>>>>

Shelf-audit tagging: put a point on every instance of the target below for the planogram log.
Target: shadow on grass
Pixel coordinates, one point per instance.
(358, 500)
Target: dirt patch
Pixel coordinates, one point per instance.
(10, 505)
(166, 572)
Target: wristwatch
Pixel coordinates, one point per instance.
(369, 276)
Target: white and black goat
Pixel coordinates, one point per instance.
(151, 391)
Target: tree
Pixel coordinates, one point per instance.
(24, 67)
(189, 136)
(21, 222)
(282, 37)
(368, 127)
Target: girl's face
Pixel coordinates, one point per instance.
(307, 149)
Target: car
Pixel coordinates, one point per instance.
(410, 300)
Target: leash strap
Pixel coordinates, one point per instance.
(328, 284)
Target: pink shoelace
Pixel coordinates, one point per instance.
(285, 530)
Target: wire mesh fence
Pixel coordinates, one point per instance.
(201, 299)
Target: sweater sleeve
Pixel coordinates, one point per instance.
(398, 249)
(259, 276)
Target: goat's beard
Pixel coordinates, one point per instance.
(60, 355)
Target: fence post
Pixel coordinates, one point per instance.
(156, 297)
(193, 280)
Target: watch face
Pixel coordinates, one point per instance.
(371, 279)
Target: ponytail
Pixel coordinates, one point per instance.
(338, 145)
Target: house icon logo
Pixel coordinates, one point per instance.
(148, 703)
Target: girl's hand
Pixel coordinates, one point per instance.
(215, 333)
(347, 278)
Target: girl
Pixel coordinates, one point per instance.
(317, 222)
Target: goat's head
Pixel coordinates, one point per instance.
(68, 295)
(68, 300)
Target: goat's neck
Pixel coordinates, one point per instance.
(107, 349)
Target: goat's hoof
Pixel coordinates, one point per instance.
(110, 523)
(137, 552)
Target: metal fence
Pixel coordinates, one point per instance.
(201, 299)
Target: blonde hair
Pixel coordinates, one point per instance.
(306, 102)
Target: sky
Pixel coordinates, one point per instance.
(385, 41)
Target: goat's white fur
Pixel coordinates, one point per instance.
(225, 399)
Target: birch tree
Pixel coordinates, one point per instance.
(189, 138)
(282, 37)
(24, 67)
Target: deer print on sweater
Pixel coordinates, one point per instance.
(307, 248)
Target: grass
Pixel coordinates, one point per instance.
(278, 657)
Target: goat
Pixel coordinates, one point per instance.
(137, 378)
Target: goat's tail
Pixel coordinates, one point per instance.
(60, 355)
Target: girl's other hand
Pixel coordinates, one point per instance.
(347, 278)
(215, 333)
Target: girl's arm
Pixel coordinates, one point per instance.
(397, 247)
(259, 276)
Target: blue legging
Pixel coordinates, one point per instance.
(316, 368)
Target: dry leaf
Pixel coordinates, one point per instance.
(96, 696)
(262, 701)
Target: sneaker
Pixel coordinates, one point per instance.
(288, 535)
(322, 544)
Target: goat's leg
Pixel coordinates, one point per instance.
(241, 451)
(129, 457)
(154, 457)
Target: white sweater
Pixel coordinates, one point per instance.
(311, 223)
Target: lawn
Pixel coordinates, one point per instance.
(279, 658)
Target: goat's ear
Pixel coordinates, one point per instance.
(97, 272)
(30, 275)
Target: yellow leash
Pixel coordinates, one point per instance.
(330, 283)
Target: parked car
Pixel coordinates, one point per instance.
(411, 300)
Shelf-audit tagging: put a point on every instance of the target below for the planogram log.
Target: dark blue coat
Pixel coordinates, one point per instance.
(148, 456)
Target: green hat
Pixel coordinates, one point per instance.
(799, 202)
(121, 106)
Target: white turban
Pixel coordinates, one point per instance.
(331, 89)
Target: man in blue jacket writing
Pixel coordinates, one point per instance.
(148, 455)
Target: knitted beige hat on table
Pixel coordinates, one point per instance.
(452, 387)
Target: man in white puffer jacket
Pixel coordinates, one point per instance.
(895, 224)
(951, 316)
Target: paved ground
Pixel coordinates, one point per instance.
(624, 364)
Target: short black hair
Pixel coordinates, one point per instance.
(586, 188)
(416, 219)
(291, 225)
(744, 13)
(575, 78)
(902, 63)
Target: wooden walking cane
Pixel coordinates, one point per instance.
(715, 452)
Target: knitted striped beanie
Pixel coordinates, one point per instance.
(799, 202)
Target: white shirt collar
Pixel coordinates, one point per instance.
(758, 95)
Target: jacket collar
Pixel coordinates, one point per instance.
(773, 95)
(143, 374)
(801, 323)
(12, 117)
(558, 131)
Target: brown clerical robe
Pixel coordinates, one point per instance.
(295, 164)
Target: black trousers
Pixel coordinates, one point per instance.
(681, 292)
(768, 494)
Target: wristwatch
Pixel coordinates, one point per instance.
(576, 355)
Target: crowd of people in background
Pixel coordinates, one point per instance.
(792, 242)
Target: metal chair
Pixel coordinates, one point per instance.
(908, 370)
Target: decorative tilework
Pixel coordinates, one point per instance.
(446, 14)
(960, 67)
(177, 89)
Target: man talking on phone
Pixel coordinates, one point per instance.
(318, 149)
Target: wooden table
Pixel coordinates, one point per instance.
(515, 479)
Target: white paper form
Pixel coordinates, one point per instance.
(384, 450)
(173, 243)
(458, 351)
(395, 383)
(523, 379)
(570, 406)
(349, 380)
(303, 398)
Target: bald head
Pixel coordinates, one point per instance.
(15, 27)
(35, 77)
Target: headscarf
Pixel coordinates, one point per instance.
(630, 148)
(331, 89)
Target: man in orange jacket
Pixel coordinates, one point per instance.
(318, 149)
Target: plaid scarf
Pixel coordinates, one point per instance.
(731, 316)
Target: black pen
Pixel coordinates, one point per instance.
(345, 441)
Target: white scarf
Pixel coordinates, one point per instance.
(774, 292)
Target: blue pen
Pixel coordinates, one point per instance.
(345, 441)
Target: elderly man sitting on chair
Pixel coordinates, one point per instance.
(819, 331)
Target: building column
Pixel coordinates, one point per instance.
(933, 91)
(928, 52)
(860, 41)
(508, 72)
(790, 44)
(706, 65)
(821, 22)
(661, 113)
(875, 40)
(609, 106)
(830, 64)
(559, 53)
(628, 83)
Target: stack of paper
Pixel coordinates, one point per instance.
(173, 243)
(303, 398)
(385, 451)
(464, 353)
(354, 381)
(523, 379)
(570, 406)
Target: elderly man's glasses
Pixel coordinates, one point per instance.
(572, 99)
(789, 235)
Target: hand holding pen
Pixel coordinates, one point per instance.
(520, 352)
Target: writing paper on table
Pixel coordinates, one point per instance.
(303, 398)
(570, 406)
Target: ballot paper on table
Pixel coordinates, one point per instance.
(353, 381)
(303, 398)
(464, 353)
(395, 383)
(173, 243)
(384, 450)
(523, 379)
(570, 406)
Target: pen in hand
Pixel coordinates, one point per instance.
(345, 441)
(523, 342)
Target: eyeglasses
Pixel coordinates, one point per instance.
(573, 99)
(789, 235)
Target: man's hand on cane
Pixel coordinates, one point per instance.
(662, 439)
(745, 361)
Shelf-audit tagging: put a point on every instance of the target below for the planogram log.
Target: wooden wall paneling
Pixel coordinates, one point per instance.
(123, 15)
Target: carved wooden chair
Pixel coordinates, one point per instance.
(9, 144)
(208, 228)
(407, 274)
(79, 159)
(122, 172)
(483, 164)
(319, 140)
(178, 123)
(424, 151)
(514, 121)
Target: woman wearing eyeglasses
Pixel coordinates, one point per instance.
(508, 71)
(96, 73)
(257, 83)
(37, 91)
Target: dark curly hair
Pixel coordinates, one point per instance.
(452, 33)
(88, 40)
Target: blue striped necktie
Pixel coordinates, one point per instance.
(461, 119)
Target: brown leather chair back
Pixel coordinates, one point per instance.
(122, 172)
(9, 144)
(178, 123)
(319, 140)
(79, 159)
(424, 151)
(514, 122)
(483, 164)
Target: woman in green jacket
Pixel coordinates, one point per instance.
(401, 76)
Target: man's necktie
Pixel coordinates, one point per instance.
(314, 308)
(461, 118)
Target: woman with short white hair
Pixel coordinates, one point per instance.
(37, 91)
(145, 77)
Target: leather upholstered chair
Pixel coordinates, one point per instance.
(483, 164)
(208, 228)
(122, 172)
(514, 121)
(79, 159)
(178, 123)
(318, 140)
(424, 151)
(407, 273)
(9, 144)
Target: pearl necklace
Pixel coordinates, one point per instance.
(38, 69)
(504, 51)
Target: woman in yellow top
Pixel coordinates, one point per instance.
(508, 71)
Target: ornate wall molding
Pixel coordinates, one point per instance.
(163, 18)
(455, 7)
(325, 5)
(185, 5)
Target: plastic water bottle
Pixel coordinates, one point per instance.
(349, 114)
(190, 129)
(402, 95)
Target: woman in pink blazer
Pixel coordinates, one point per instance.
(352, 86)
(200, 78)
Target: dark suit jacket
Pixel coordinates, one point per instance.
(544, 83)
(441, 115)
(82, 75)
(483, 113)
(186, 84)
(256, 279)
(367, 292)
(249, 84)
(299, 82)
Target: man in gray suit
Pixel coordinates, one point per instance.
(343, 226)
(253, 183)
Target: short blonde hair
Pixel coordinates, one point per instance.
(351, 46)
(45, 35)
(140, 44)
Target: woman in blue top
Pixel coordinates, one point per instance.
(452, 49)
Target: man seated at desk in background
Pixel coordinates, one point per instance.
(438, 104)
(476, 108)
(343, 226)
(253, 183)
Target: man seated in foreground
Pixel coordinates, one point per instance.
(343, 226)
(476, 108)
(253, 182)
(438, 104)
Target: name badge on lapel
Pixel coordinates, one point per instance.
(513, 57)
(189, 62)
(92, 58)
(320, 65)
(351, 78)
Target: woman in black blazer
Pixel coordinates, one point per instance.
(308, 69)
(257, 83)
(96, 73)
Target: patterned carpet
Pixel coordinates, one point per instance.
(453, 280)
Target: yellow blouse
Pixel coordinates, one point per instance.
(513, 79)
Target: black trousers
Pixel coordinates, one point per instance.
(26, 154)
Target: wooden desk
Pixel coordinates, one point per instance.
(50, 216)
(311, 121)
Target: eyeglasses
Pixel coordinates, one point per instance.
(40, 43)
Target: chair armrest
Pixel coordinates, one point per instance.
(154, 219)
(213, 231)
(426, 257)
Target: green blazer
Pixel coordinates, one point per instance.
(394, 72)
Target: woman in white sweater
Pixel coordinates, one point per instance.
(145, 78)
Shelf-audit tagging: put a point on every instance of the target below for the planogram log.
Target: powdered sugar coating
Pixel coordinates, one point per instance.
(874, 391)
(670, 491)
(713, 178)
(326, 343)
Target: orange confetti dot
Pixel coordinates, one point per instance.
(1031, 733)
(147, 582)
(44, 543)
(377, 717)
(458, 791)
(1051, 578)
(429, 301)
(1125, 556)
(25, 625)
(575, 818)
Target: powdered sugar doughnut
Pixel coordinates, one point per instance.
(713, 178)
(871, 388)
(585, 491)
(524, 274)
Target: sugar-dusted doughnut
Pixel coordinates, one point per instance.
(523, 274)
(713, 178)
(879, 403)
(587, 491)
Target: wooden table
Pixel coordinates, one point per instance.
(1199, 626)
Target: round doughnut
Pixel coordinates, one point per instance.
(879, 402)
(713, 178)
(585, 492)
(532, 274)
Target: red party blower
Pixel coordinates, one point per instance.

<<<<

WHAT YOU ARE ASKED TO DO
Exactly and exclusively, repeat the lines from the line that contains "Target: orange confetti dot" through the end of the records, both ends included.

EXERCISE OUTPUT
Target: orange confetti dot
Pixel coordinates, one point per instance.
(1031, 733)
(147, 582)
(44, 543)
(377, 717)
(458, 791)
(1051, 578)
(429, 301)
(1125, 556)
(25, 625)
(575, 818)
Target: powdered sugar doughnut
Pixel coordinates, one point per instance.
(713, 178)
(871, 388)
(585, 491)
(524, 274)
Target: sugar-dusted doughnut
Pixel coordinates, one point per instance.
(523, 274)
(713, 178)
(879, 403)
(587, 491)
Target: wooden table
Pixel coordinates, one point per instance.
(1199, 626)
Target: round doughnut
Pixel coordinates, one point per instance.
(879, 402)
(713, 178)
(585, 492)
(532, 274)
Target: red party blower
Pixel coordinates, one point per instance.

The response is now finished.